*Goal 1*: In the mailing-list thread below titled "Journal too small," what state did ceph -w show for all PGs once recovery finished?
*Goal 2*: Write the next part of the "Journal too small" mailing-list thread below, picking up after its final line.

# START OF Selected passage

Re: Journal too small

Karol Jurak <karol.jurak@xxxxxxxxx> · Fri, 18 May 2012 12:56:50 +0200

On Thursday 17 of May 2012 20:59:52 Josh Durgin wrote:
> On 05/17/2012 03:59 AM, Karol Jurak wrote:
> > How serious is such situation? Do the OSDs know how to handle it
> > correctly? Or could this result in some data loss or corruption?
> > After the recovery finished (ceph -w showed that all PGs are in
> > active+clean state) I noticed that a few rbd images were corrupted.
> 
> As Sage mentioned, the OSDs know how to handle full journals correctly.
> 
> I'd like to figure out how your rbd images got corrupted, if possible.
> 
> How did you notice the corruption?
> 
> Has your cluster always run 0.46, or did you upgrade from earlier
> versions?
> 
> What happened to the cluster between your last check for corruption and
> now? Did your use of it or any ceph client or server configuration
> change?

# END OF Selected passage
# START OF Material

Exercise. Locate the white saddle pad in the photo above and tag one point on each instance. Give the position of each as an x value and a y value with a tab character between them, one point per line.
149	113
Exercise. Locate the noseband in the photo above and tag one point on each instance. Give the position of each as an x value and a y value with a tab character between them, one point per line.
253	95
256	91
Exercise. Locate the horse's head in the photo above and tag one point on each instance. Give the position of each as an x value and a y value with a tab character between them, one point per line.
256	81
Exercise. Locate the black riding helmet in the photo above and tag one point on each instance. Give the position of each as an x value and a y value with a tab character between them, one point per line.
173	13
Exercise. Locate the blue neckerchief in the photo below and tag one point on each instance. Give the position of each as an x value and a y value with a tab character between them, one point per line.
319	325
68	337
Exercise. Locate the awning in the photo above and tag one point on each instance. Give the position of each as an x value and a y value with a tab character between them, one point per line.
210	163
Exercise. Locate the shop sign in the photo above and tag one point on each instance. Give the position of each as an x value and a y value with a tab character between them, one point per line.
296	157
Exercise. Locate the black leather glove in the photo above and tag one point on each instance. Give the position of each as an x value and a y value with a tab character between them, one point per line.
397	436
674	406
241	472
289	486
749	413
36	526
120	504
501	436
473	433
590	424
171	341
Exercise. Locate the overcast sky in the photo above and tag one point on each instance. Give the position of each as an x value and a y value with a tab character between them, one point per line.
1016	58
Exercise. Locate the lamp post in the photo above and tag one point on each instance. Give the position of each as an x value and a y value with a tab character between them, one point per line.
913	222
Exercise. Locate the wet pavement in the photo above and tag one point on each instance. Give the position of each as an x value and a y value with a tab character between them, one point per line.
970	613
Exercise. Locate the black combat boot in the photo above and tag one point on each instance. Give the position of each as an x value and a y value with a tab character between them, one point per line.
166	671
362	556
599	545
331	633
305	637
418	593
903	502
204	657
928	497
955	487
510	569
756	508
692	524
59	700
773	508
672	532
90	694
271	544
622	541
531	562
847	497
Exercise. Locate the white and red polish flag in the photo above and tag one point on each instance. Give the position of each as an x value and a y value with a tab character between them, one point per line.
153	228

# END OF Material

*Task answer 1*: active+clean

*Task answer 2*:
My question about journal is actually connected to a larger case I'm 
currently trying to investigate.

The cluster initially run v0.45 but I upgraded it to v0.46 because of the 
issue I described in this bug report (upgrade didn't resolve it):

http://tracker.newdream.net/issues/2446

The cluster consisted of 26 OSDs and used the crushmap which had a 
structure identical to that of a default crushmap constructed during the 
cluster creation. It had the unknownrack which contained 26 hosts and 
every host contained one OSD.

Problems started when one of my collegues created and installed into the 
cluster the new crush map which introduced a couple of new racks, changed 
the placement rule to 'step chooseleaf firstn 0 type rack' and changed the 
weights of most of the OSDs to 0 (they were meant to be removed from the 
cluster). I don't have the exact copy of that crushmap but my collegue 
reconstructed it from memory the best he could. It's attached as new-
crushmap.txt.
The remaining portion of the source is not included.